> [Task prompt] Edit the review discussion below from "评论- Addtional clarification" through "you are doing." so that "forecasting framework" becomes "prediction framework", and write out that stretch in full.

Comment 2. Equation 3 should be Micro-.

Reply: Thanks for your careful reading. This is a typo, which will be fixed in the paper.

Comment 3. Lines 231-234, under what context, the micro-module is or is not involved in the prediction?

Reply: In a PIMRL loop with a total of $2N$ macro-module rollouts, the first $N$ rollouts of the macro-module involve predictions from the micro-module. This design ensures that the micro-module can effectively transmit the physical information it has learned to the macro-module. The subsequent $N$ rollouts of the macro-module do not involve the micro-module. Instead, the output of the macro-module in these rollouts serves as the input for the next rollout, facilitating autoregressive prediction. By excluding the micro-module in these later rollouts, the model can effectively reduce the error accumulation associated with repeated micro-module participation while still propagating the physical information learned by the micro-module to longer time horizons.

2024-12-02

Thanks for your response and new experiments. Most of my concerns have been resolved. Thus, I have raised my score to 6.

However, I'm afraid I still cannot agree with that "We thought this is common sense in the field". None of the time-dependent experiments of FNO and ConvLSTM are solely based on one input frame. Thus, I strongly suggest that the authors should revise their paper on the following items in the next version:

Clearly state the problem setting.
Replace "cycle" with "rollout", which are two distinct concepts.
Add the experiments with the standard benchmarks from FNO.

Although the current version of this paper still has some misleading descriptions about their method (especially for the readers that start from the FNO setting), I appreciate the authors' effort in revising this paper and adding new experiments.

评论- Addtional clarification and results (part 1/3)

2024-12-02

Thanks for your additional comments. Here are our responses.

Comment 1. Thanks for clarifying the problem setup. I am sorry for the previous misunderstanding of the forecasting framework of your paper. Now I am clear about what you are doing.

> [Extracted records]
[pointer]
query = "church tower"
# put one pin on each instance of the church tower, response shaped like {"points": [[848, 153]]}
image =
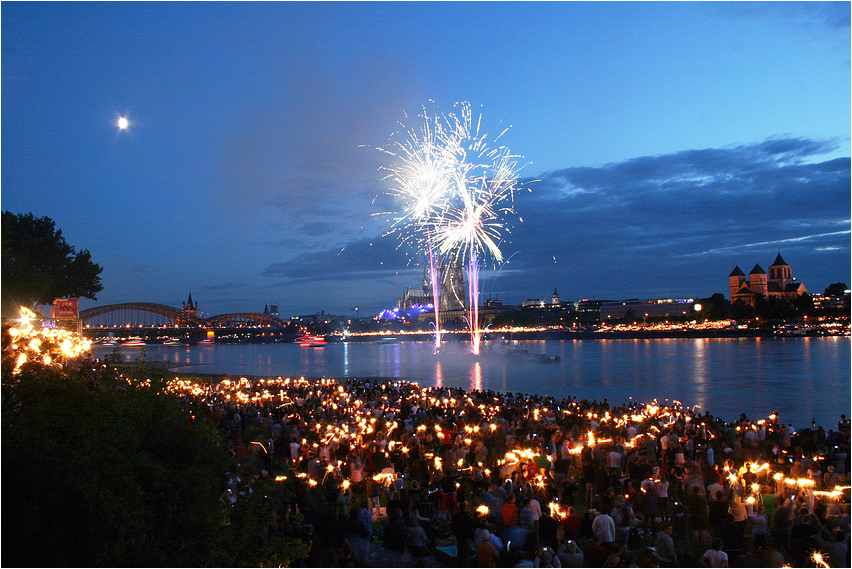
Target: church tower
{"points": [[757, 280], [780, 273], [735, 280]]}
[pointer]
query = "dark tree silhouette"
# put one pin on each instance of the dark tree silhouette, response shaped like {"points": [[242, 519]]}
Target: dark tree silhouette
{"points": [[39, 265]]}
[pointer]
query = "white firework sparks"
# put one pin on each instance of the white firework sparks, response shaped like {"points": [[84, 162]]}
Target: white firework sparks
{"points": [[456, 191]]}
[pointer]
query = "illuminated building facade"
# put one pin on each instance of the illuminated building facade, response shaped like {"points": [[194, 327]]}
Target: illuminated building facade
{"points": [[778, 283], [451, 294]]}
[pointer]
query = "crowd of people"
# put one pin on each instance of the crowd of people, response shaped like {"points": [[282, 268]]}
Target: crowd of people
{"points": [[512, 480]]}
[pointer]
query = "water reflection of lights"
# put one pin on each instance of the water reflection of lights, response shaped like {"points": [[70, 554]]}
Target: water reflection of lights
{"points": [[476, 377]]}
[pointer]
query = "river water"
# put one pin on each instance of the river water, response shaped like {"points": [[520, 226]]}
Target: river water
{"points": [[801, 378]]}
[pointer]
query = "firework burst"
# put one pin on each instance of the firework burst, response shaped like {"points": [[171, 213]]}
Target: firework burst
{"points": [[456, 191]]}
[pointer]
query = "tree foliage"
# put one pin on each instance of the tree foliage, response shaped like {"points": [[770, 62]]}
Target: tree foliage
{"points": [[39, 265]]}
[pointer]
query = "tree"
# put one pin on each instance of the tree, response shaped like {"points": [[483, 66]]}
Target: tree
{"points": [[103, 471], [39, 265]]}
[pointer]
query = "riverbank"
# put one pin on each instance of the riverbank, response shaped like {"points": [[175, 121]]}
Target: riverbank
{"points": [[437, 455]]}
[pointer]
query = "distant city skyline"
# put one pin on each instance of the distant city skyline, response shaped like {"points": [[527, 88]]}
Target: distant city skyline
{"points": [[229, 149]]}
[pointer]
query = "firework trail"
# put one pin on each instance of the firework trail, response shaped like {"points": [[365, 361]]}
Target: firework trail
{"points": [[456, 190]]}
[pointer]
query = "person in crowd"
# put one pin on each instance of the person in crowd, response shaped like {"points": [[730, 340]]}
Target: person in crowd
{"points": [[714, 557], [666, 552]]}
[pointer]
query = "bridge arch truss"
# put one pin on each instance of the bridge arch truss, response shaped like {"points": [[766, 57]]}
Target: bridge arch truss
{"points": [[138, 313], [161, 315]]}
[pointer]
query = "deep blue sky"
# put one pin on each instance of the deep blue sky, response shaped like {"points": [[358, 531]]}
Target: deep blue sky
{"points": [[664, 143]]}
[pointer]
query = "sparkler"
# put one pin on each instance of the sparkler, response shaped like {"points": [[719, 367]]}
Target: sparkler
{"points": [[456, 190]]}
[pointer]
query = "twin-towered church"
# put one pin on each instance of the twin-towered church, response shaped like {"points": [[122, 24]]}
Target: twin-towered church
{"points": [[779, 283]]}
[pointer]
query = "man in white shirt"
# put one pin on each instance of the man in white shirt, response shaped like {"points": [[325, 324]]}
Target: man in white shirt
{"points": [[603, 527], [715, 557]]}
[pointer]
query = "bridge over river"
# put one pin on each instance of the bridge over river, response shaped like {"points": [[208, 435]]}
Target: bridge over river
{"points": [[151, 319]]}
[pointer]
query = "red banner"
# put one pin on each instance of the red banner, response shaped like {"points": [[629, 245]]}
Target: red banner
{"points": [[64, 308]]}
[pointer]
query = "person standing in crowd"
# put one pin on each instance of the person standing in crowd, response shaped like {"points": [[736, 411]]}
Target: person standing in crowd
{"points": [[714, 557], [666, 552]]}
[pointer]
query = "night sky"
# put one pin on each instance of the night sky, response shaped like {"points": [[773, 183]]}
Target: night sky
{"points": [[662, 144]]}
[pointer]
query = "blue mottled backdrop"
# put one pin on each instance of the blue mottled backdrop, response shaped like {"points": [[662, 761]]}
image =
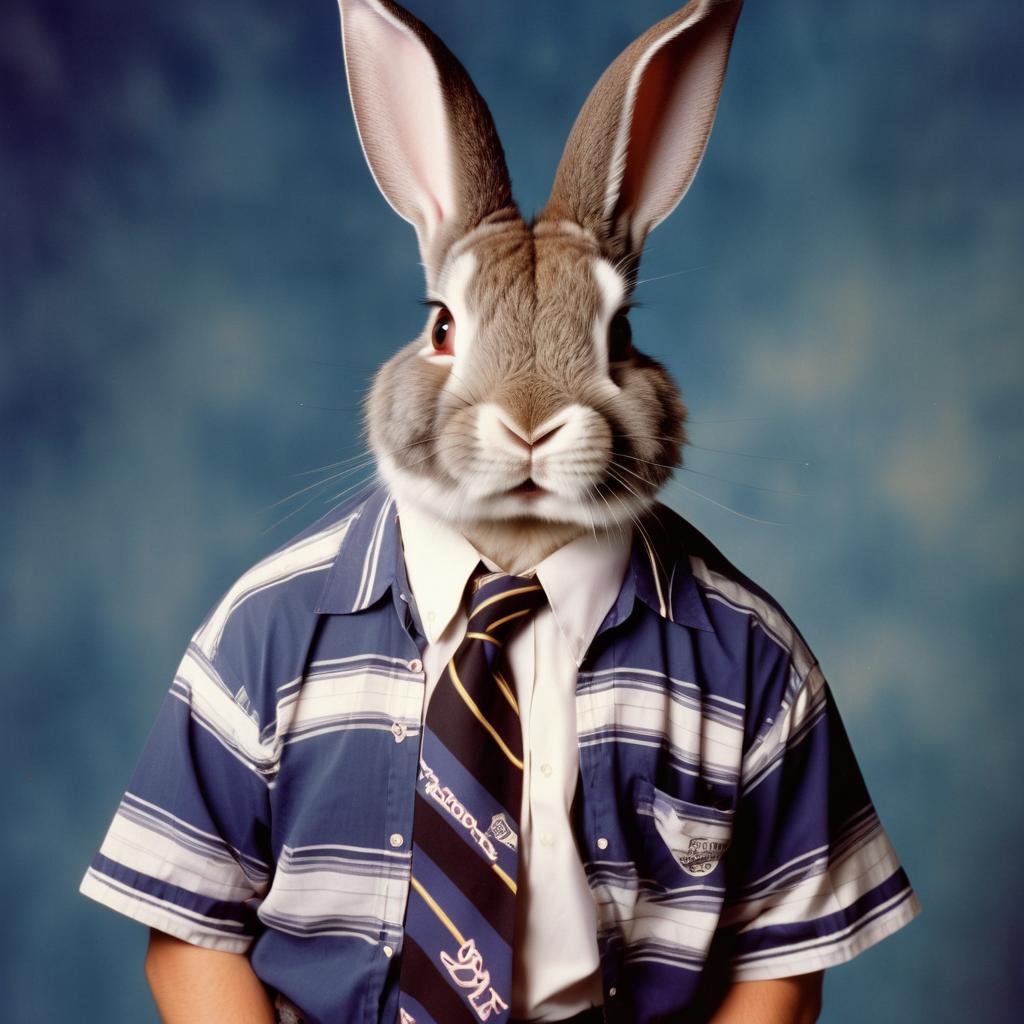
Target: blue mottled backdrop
{"points": [[199, 278]]}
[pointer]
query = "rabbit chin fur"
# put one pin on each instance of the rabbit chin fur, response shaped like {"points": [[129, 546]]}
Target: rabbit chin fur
{"points": [[536, 424]]}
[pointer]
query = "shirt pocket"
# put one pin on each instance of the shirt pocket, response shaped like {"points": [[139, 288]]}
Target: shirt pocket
{"points": [[684, 840]]}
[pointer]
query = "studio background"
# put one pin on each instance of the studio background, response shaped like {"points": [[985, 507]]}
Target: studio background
{"points": [[199, 276]]}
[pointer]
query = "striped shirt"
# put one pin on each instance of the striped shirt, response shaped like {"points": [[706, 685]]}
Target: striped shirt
{"points": [[724, 825]]}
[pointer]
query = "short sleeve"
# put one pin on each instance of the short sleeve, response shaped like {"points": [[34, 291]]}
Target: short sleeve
{"points": [[187, 850], [812, 877]]}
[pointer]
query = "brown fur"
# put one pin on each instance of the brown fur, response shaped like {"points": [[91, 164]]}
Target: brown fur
{"points": [[536, 300]]}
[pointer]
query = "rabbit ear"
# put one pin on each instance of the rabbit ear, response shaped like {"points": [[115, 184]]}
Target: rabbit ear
{"points": [[426, 132], [639, 138]]}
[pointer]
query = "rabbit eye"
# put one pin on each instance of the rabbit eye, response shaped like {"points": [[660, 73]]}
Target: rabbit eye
{"points": [[442, 333], [620, 339]]}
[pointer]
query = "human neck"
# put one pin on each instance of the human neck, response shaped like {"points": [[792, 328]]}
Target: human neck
{"points": [[518, 545]]}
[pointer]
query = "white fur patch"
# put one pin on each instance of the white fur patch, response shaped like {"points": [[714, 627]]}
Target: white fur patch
{"points": [[611, 286]]}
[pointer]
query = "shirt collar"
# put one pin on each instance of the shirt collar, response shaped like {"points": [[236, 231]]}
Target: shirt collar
{"points": [[371, 560], [581, 580]]}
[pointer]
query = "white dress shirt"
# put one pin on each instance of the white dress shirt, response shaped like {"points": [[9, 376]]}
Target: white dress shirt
{"points": [[556, 970]]}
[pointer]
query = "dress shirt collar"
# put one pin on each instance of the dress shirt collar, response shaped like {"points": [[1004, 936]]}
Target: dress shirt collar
{"points": [[360, 540]]}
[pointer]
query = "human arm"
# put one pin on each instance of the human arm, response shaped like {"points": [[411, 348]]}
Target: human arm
{"points": [[193, 984], [776, 1000]]}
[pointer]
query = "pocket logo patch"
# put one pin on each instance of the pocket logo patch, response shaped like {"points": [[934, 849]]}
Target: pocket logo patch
{"points": [[700, 856]]}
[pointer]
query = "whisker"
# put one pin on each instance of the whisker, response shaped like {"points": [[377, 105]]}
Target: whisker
{"points": [[674, 273], [713, 476], [751, 455], [742, 515]]}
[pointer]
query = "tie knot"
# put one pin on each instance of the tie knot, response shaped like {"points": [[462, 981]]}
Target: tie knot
{"points": [[499, 603]]}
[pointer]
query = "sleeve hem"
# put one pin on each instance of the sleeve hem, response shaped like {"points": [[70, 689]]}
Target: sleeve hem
{"points": [[164, 921], [793, 961]]}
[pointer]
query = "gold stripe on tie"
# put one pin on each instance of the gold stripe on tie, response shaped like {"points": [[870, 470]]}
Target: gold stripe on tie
{"points": [[441, 915], [507, 690], [501, 597], [485, 636], [471, 705], [505, 878]]}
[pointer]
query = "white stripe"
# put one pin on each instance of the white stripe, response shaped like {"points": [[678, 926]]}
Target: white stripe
{"points": [[163, 914], [212, 701], [786, 730], [827, 892], [146, 848], [701, 739], [373, 557], [657, 580], [312, 554], [828, 950], [622, 670], [774, 622]]}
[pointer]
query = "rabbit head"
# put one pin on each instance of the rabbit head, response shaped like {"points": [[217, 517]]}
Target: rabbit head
{"points": [[523, 413]]}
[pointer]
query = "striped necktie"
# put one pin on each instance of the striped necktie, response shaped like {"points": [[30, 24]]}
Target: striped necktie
{"points": [[460, 921]]}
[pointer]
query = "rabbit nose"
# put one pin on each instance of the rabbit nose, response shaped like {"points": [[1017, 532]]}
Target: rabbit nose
{"points": [[529, 439]]}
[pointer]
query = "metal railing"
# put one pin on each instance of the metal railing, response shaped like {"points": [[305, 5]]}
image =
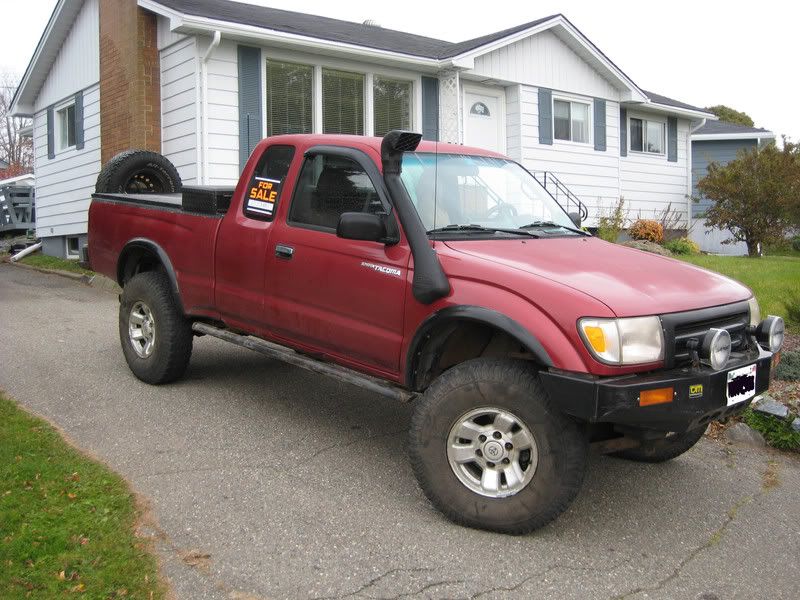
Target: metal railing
{"points": [[561, 193]]}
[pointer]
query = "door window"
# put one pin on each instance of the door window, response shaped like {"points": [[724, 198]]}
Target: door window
{"points": [[329, 186]]}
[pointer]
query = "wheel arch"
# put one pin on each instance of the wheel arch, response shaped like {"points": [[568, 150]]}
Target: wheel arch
{"points": [[140, 255], [435, 332]]}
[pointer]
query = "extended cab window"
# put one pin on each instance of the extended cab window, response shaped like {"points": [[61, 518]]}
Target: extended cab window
{"points": [[264, 190], [329, 186]]}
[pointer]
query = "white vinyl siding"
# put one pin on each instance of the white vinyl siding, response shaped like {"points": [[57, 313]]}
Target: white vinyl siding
{"points": [[77, 65], [179, 122], [64, 184], [591, 175], [544, 60]]}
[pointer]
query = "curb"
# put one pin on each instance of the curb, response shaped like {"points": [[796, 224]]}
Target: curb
{"points": [[96, 281]]}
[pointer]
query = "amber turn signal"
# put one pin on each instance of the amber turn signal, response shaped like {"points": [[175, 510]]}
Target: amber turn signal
{"points": [[657, 396]]}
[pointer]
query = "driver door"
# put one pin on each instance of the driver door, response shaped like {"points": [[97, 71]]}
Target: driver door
{"points": [[340, 297]]}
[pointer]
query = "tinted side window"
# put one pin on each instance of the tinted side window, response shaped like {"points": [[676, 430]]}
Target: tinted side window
{"points": [[264, 189], [329, 186]]}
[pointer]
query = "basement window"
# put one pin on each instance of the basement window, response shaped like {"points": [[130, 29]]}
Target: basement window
{"points": [[66, 127]]}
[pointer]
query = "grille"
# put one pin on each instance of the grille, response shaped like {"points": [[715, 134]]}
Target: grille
{"points": [[679, 328]]}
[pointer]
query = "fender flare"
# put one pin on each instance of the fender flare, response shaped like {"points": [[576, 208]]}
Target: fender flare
{"points": [[163, 257], [473, 314]]}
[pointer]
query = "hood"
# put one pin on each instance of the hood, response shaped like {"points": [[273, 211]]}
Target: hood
{"points": [[630, 282]]}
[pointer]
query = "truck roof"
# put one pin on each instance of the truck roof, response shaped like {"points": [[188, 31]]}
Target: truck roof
{"points": [[373, 143]]}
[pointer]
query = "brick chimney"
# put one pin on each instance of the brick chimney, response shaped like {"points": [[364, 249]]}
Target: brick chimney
{"points": [[130, 90]]}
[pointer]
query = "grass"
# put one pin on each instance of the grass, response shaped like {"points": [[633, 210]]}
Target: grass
{"points": [[43, 261], [66, 522], [775, 280]]}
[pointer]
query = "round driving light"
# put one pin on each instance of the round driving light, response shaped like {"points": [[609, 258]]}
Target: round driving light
{"points": [[716, 348], [769, 333]]}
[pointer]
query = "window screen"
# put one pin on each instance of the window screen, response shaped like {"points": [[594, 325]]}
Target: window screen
{"points": [[289, 98], [264, 189], [391, 105], [342, 102], [329, 186]]}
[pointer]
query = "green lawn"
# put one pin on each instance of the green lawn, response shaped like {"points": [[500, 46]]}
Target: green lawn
{"points": [[57, 264], [66, 522], [775, 280]]}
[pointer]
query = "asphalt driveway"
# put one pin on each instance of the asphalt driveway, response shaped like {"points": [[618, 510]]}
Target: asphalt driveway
{"points": [[269, 482]]}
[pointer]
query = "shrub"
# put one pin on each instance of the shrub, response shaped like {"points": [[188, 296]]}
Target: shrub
{"points": [[682, 246], [611, 223], [647, 230], [789, 367]]}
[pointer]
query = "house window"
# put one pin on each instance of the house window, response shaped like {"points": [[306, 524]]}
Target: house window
{"points": [[66, 127], [571, 121], [391, 105], [289, 98], [342, 102], [647, 136]]}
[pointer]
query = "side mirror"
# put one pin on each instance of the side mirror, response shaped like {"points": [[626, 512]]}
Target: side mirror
{"points": [[361, 226]]}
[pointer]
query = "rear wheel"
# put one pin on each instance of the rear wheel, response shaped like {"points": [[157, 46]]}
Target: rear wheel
{"points": [[490, 451], [662, 450], [156, 338]]}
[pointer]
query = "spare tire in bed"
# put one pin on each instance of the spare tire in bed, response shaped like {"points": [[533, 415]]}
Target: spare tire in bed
{"points": [[138, 172]]}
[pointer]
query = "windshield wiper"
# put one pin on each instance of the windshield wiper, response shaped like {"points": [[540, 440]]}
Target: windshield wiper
{"points": [[453, 228], [542, 224]]}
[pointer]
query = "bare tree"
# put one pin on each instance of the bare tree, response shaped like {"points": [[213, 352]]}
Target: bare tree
{"points": [[15, 149]]}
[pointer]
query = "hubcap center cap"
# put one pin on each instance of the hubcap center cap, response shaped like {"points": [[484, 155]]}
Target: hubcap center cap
{"points": [[493, 450]]}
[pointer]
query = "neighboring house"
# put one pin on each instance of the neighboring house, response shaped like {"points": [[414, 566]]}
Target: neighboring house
{"points": [[201, 81], [718, 142]]}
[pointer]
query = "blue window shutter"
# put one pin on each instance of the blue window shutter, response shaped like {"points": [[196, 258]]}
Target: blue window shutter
{"points": [[672, 139], [250, 102], [599, 125], [430, 108], [79, 140], [51, 133], [545, 116]]}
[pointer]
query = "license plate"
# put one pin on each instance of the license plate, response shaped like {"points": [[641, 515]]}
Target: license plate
{"points": [[741, 384]]}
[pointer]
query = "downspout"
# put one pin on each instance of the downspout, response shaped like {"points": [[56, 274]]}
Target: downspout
{"points": [[689, 172], [203, 147]]}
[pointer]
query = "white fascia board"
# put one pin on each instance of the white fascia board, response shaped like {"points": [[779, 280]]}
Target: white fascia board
{"points": [[193, 25], [753, 135], [634, 93], [22, 104]]}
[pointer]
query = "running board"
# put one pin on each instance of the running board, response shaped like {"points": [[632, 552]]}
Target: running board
{"points": [[288, 355]]}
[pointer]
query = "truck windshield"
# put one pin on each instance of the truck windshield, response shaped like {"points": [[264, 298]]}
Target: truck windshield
{"points": [[466, 193]]}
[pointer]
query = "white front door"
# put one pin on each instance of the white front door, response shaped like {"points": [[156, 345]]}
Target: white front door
{"points": [[484, 118]]}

> [The response]
评论- Addtional clarification and results (part 1/3)

2024-12-02

Thanks for your additional comments. Here are our responses.

Comment 1. Thanks for clarifying the problem setup. I am sorry for the previous misunderstanding of the prediction framework of your paper. Now I am clear about what you are doing.